### WHAT THE TASK REQUIRES
Could you write out the lines below exactly, beginning with the first and finishing with the one that contains "positive clicks: (184, 208)"?

[DATA UNDER STUDY]

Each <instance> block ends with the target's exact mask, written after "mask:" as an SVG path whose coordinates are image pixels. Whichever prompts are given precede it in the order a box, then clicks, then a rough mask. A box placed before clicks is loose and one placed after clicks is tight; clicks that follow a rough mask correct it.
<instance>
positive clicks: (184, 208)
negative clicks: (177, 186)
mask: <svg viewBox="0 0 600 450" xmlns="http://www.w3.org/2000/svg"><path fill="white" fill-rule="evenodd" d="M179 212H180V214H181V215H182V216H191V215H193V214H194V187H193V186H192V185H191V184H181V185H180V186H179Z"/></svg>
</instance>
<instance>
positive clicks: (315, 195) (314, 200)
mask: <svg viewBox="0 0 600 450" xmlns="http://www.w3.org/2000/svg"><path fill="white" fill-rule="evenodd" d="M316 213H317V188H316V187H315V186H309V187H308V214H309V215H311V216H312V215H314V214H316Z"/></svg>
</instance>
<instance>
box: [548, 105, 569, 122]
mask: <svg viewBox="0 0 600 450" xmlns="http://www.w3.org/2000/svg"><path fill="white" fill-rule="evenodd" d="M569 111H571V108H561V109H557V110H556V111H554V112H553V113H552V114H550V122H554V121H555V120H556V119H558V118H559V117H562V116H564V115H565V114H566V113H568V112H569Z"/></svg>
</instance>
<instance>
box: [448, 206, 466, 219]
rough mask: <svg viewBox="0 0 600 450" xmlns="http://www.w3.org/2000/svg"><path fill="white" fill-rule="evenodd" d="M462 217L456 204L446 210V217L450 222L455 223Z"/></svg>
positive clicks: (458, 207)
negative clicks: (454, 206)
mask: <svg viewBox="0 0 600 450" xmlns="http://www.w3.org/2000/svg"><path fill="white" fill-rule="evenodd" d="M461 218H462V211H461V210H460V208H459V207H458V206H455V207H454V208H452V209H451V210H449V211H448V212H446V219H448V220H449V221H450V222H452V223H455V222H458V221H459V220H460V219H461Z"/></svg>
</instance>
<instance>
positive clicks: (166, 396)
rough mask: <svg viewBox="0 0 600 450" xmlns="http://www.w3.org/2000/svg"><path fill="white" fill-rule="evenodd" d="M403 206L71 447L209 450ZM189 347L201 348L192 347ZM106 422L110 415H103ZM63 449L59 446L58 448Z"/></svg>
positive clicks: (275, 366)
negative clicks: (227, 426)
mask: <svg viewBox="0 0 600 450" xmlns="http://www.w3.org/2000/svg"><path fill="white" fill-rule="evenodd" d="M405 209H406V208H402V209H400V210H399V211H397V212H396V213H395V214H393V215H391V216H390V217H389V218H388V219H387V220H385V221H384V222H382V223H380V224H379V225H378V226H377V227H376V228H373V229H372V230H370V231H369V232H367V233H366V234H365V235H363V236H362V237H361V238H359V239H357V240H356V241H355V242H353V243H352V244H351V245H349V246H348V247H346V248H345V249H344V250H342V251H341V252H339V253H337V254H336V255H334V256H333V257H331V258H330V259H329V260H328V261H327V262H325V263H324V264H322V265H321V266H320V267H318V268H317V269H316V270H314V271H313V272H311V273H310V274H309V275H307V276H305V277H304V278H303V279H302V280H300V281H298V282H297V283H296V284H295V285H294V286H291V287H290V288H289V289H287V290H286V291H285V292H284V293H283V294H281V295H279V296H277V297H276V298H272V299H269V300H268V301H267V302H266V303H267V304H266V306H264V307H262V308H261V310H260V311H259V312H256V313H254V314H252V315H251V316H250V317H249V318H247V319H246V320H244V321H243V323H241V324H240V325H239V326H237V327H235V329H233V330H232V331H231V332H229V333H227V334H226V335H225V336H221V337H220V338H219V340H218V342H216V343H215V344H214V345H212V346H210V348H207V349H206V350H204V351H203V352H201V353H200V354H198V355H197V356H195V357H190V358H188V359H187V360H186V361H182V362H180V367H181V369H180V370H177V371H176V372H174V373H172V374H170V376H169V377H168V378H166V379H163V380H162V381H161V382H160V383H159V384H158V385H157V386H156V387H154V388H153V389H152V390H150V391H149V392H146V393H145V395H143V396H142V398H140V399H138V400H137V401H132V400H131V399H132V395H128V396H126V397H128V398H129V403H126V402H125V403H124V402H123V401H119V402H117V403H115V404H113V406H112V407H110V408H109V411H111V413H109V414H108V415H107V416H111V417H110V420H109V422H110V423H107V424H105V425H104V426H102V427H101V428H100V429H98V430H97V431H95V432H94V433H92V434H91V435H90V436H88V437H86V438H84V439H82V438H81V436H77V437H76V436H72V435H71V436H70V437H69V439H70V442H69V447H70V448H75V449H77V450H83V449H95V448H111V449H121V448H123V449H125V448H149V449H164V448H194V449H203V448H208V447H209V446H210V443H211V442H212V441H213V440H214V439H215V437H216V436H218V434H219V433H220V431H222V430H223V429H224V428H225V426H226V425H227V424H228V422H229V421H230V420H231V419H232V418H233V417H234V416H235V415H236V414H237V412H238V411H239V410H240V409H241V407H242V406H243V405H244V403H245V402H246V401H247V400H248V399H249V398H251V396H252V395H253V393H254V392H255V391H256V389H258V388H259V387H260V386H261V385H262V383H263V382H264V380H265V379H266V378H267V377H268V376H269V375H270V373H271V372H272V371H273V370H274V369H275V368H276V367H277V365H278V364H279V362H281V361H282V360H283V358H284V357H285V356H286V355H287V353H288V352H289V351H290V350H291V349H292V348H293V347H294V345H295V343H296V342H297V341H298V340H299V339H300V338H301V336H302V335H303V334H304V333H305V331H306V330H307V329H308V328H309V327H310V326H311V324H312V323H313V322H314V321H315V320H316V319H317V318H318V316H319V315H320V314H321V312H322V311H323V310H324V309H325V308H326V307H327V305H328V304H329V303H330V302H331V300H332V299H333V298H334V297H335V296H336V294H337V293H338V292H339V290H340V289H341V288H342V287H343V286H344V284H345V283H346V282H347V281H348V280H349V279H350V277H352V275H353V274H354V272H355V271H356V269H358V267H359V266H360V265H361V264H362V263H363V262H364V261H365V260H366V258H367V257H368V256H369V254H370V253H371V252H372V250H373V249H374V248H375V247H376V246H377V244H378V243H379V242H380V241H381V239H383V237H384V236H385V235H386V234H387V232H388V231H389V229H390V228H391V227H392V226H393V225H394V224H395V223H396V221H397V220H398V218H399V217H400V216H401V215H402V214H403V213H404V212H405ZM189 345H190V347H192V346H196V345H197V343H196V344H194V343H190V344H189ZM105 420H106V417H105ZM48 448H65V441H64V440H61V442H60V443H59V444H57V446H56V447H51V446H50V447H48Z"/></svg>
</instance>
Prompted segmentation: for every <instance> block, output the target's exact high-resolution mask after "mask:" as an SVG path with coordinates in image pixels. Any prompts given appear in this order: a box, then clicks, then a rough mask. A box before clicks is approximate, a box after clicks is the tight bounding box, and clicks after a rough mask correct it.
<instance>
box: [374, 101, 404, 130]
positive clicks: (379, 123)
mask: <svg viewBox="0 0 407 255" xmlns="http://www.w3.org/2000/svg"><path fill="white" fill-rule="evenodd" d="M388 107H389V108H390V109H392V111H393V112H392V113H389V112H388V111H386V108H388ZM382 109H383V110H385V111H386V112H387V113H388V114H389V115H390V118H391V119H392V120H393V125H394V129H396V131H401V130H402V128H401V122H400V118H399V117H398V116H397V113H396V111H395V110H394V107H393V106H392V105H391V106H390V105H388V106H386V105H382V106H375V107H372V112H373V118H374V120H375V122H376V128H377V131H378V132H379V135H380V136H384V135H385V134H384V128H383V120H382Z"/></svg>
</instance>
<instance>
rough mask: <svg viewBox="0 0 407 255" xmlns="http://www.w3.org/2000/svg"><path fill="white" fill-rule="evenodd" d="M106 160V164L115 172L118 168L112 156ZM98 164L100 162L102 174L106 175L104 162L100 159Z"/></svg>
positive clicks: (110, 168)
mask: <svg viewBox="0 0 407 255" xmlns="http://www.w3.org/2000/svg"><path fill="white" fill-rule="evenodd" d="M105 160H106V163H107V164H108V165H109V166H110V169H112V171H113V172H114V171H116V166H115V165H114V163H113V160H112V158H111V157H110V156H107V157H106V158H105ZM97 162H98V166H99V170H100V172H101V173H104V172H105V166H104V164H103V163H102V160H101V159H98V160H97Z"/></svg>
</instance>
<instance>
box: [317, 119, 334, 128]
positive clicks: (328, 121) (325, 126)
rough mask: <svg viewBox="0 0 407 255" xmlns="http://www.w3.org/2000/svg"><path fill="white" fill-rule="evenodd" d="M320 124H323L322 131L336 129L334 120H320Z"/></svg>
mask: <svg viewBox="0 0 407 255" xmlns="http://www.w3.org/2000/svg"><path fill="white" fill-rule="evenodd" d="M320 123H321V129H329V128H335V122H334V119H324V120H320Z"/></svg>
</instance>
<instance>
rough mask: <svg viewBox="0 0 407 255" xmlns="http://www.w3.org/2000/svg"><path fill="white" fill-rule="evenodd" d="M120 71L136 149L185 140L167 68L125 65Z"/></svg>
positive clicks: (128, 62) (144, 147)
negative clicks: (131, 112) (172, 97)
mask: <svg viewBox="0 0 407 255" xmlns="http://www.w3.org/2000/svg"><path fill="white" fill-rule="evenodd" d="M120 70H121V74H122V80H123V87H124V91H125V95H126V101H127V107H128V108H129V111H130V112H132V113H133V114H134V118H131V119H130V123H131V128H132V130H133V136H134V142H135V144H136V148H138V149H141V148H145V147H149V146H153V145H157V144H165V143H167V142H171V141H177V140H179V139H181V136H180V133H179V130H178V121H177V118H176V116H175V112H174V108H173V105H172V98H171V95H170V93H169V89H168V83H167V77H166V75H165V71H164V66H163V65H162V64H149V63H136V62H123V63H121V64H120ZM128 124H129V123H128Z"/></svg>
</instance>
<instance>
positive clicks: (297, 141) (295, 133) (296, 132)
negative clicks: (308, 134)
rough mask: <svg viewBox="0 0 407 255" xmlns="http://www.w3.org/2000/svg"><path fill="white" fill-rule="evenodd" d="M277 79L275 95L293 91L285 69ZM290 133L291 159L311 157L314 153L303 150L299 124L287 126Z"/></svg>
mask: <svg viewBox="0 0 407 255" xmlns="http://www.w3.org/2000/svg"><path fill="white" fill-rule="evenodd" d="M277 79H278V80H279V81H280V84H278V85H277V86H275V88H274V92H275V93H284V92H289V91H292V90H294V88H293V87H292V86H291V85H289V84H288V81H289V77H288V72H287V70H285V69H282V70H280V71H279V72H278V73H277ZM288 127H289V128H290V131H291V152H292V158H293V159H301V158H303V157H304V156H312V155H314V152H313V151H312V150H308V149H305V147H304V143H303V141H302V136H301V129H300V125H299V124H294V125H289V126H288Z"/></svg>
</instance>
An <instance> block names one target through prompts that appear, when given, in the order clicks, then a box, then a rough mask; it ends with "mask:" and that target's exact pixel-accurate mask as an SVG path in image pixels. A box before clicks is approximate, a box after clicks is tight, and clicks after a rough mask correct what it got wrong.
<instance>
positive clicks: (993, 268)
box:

[/DATA UNDER STUDY]

### RESPONSE BOX
Each <instance> block ends with the target's exact mask, written after "mask:" as an SVG path whose coordinates are image pixels. Whichever prompts are given precede it in the order a box, then clicks, then a rough mask. A box placed before clicks is loose and one placed after clicks is tight; clicks that follow a rough mask correct it.
<instance>
positive clicks: (184, 208)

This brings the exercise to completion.